→ Supplied text:
This is hubris, but not American hubris. America wasn't about people of different religions, broadly conceived. To say otherwise remains the Big Lie of contemporary liberalism.
The Founders sought to create a unique home for mostly English Christian diversity, which meant Protestantism in relation to Catholicism, where its citizens would "assume among the powers of the earth, the separate and equal station to which the Laws of Nature and of Nature's God entitle them".
Classical liberalism in America was as much a creature of Protestant Christianity as it was of the Enlightenment. It wouldn't have existed without the unique history and interaction of the two phenomena. By importing non-Christian religion into the Founders' equation as liberals do today, however, private hostility among Christians has been all but replaced by public hostility toward Christians. Some parties actually want to kill Christians just as much as some Protestants and Catholics once upon a time wanted to kill each other. Some think that's actually their plan.
It's been a recipe for disaster, and we're living it more and more.
It was a difficult enough game of chess before non-Christianity got introduced. The history of Protestant-Catholic relations in America proves that. But now it's 3-D chess, and very few can play that game, or want to.
But the last person who is going to reset this game board, touted by Goldberg, is the atheist George Will, an open borders libertarian who wants any and every immigrant who can get here to come here. Nor, frankly, will the Catholic enthusiasts at First Things Magazine be of much help. They are not inspired by American sensibilities, by definition, and represent Protestantism's fiercest theological opponents and are at the same time Catholic illegal immigrants' most practical defenders. Their loyalty is plain. All the ills of America and the West they blame on both the Enlightenment and Protestantism.
Both of these parties, ostensibly opposed to each other, seem to agree on one thing: reducing the Protestants to minority status.
The hatred for what we were and what we are, coming from our supposed allies on the right, should astonish more Republican voters.
Jews now have Israel, thanks to the West. They should move there. Muslims have Arabia, and much more. We don't need them here. Catholics have Rome.
America is the once and future home of Protestantism. Everyone deserves a home.

→ Work instructions:
1. Please answer these questions about the text on Protestantism in America:
(a) Who is described as an atheist and an open borders libertarian?
(b) The Catholic enthusiasts at which magazine will not be of much help, according to the text?
(c) Apart from the Enlightenment, what was classical liberalism in America a creature of?
2. Pull out each line of the records that contains the word "entrance", matching case exactly.

→ Data for this task:
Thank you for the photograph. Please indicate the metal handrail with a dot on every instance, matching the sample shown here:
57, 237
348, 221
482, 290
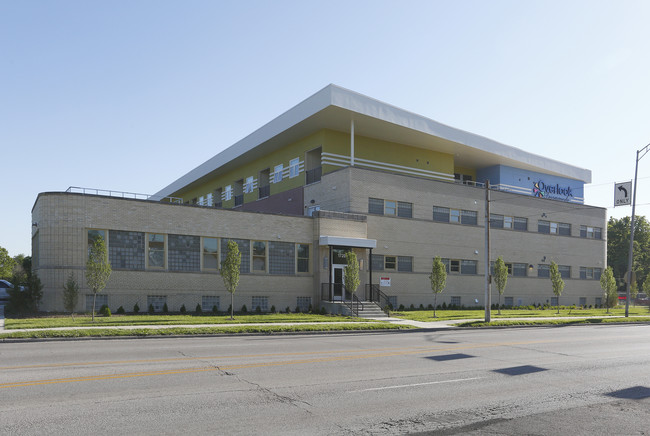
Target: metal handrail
120, 194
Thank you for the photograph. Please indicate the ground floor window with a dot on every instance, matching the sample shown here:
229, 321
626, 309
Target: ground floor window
209, 302
261, 302
101, 300
157, 301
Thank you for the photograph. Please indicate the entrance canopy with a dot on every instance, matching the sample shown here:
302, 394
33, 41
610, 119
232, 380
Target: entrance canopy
347, 242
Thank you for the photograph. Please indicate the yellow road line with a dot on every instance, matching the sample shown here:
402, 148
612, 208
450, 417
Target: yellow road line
418, 350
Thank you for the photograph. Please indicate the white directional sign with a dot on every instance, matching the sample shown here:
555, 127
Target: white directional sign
623, 194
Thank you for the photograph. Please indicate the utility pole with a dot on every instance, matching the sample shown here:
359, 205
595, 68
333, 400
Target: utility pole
488, 276
630, 258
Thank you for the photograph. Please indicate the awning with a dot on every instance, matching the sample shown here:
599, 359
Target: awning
347, 242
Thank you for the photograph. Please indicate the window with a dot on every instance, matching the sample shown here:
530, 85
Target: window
261, 302
468, 217
302, 257
156, 250
377, 262
184, 253
249, 185
543, 271
405, 263
404, 209
277, 173
376, 206
468, 267
303, 303
210, 253
101, 300
294, 168
591, 232
390, 262
157, 301
390, 207
565, 271
259, 256
282, 258
209, 302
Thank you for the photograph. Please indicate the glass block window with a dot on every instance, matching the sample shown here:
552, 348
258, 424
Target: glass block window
565, 271
441, 214
302, 257
156, 250
157, 301
390, 262
468, 267
521, 224
259, 256
468, 217
303, 303
294, 168
244, 250
126, 250
377, 262
543, 270
210, 253
405, 263
184, 253
519, 269
281, 258
376, 206
261, 302
390, 207
102, 299
209, 302
404, 209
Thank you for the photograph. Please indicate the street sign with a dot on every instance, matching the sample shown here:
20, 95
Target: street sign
623, 194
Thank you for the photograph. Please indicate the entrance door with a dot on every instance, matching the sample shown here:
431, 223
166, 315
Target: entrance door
338, 276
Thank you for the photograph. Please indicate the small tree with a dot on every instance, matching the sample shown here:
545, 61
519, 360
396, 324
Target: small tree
230, 271
438, 279
98, 269
351, 273
608, 283
70, 294
557, 283
500, 277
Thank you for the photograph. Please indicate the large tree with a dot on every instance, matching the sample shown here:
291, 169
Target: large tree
230, 272
618, 248
500, 277
438, 278
98, 269
556, 282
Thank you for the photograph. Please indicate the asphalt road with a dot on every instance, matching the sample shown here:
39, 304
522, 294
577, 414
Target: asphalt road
578, 380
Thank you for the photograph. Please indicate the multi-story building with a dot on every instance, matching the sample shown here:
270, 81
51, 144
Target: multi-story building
339, 171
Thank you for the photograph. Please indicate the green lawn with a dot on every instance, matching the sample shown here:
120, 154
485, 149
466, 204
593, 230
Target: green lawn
117, 320
427, 315
269, 329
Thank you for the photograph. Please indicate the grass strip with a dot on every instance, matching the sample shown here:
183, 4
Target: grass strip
122, 320
552, 322
72, 333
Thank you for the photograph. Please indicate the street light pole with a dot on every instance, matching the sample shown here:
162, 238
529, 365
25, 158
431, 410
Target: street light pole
630, 258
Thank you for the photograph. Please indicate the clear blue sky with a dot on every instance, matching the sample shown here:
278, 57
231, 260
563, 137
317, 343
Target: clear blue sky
129, 96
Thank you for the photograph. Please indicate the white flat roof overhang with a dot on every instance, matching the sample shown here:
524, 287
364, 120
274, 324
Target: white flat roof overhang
343, 241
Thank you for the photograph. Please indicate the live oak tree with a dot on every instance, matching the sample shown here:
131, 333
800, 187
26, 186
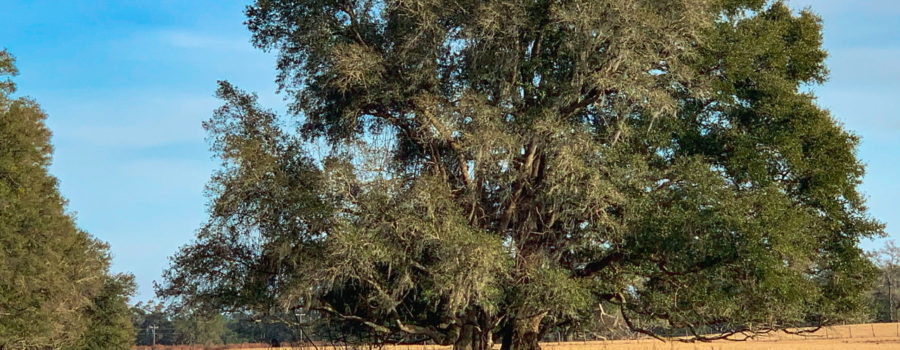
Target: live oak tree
54, 279
471, 172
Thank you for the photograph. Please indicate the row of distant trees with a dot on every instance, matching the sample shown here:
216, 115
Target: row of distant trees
156, 324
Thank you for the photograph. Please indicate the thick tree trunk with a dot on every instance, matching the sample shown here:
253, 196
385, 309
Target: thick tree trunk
523, 333
476, 333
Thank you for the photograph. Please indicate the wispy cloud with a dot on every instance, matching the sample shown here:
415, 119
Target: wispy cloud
187, 39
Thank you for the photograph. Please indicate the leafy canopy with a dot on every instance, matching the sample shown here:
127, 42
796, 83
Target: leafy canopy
466, 167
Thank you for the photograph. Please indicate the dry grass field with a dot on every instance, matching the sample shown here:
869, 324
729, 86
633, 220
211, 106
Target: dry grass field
881, 336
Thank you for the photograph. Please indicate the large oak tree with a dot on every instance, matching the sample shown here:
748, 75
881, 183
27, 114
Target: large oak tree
477, 171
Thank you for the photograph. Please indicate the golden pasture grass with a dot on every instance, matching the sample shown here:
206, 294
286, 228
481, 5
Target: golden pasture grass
877, 336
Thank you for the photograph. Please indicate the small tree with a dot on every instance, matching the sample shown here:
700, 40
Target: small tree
468, 172
886, 291
110, 324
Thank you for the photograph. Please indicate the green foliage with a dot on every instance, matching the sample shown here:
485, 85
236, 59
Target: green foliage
514, 164
110, 326
53, 276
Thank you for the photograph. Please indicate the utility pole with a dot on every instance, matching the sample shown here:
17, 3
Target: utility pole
153, 331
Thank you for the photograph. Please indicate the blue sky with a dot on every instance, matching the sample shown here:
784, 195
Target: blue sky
127, 84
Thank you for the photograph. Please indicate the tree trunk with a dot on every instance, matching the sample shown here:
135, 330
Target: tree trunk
523, 333
476, 333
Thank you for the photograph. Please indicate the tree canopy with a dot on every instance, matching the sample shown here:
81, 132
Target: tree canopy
476, 171
55, 288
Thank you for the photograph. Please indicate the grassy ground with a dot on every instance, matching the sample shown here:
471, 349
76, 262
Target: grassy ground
878, 336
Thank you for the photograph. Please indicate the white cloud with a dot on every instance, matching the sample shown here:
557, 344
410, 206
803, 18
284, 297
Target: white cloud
197, 40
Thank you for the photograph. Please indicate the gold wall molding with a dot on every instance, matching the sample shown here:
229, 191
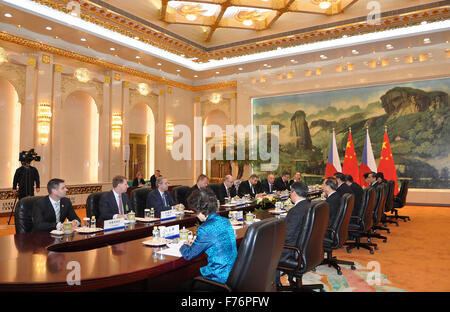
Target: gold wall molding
110, 66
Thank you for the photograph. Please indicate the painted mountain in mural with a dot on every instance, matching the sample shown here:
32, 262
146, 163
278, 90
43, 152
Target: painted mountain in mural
416, 115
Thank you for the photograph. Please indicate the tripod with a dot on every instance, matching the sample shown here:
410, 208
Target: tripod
25, 182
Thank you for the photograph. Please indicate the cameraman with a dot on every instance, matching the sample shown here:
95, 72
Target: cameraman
26, 176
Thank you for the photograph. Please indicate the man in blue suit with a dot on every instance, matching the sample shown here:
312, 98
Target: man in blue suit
114, 204
160, 198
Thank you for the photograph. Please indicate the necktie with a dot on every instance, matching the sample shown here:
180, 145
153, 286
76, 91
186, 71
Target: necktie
57, 212
120, 205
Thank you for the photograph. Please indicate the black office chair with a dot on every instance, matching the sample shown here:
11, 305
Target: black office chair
389, 205
138, 200
400, 201
380, 203
337, 233
93, 204
309, 250
179, 194
255, 266
362, 222
23, 215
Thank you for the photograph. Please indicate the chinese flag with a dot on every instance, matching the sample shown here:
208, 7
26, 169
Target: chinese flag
350, 162
386, 164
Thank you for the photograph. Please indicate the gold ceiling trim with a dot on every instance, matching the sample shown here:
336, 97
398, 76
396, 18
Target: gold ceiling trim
110, 66
131, 28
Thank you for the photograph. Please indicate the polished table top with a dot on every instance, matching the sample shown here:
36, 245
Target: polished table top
27, 264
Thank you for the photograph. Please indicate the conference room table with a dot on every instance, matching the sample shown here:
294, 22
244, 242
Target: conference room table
107, 261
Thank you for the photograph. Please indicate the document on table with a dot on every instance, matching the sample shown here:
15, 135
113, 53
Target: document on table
173, 250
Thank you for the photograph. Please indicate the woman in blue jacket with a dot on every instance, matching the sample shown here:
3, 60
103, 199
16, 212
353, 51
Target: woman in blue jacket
215, 237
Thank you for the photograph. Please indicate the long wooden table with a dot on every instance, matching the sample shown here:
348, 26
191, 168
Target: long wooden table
41, 262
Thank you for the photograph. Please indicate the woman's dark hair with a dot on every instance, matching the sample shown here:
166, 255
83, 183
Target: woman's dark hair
204, 201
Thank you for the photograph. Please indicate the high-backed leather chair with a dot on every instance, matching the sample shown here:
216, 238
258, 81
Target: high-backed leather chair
93, 204
337, 233
389, 204
180, 194
255, 266
400, 201
138, 200
23, 214
309, 250
380, 203
362, 222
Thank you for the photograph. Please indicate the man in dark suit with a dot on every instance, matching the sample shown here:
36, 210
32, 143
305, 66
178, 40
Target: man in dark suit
202, 184
333, 198
251, 187
51, 211
357, 190
343, 188
26, 177
282, 183
268, 185
295, 219
226, 189
160, 198
115, 204
154, 177
370, 178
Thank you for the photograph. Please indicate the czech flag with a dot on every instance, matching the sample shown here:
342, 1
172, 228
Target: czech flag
386, 164
350, 163
333, 164
368, 163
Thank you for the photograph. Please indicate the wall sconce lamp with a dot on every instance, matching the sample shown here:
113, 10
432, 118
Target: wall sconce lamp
169, 134
44, 118
116, 126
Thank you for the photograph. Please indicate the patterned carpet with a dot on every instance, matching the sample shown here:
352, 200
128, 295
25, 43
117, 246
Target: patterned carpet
362, 279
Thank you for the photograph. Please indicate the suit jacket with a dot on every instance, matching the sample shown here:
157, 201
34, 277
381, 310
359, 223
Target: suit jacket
155, 200
44, 217
265, 187
108, 206
280, 185
294, 225
344, 188
244, 188
334, 201
222, 193
358, 191
153, 181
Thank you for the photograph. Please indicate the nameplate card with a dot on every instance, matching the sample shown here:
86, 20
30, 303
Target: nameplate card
114, 224
171, 231
168, 214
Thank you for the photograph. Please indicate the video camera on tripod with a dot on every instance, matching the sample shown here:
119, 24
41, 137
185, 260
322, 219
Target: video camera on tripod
29, 156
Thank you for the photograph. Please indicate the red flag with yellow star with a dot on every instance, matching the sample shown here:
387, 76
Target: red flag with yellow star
350, 161
387, 165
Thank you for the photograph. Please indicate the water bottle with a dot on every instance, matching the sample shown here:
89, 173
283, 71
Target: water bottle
155, 232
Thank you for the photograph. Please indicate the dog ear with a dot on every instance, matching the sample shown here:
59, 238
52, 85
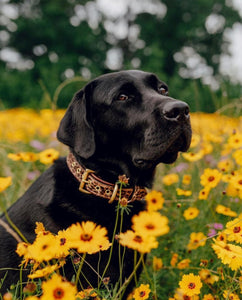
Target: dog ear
75, 129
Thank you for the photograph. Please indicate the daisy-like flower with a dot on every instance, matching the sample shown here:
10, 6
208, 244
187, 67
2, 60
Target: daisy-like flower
46, 271
229, 254
87, 237
203, 194
186, 179
191, 213
208, 297
235, 141
58, 289
225, 165
170, 179
142, 292
229, 295
181, 192
174, 259
180, 295
237, 155
183, 264
197, 239
210, 178
191, 284
234, 230
154, 200
135, 241
223, 210
157, 263
208, 277
237, 181
48, 156
195, 140
191, 156
150, 223
5, 182
44, 248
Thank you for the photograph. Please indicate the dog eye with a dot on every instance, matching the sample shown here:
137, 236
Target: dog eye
123, 97
163, 91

→ Written responses:
1.
(a) George Will
(b) First Things Magazine
(c) Protestant Christianity

2.
Thank you for the photograph. Please indicate the entrance canopy with a dot on every instance, matching the sample shown here:
Target: entrance canopy
Thank you for the photograph. Please indicate the entrance door with a dot on every instance, matching the sample shown here:
Target: entrance door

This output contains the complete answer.